Without the pictures, give the records again exactly as they appear.

> **RECORD EXTRACTS**
::::::::::

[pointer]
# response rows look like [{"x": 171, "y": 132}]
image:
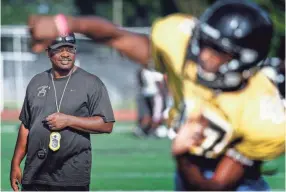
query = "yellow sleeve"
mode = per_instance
[
  {"x": 263, "y": 124},
  {"x": 170, "y": 36}
]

::::::::::

> **THE COMPLETED TASK**
[pointer]
# response rows look like [{"x": 171, "y": 132}]
image:
query = "yellow sleeve"
mode = per_instance
[
  {"x": 263, "y": 124},
  {"x": 170, "y": 36}
]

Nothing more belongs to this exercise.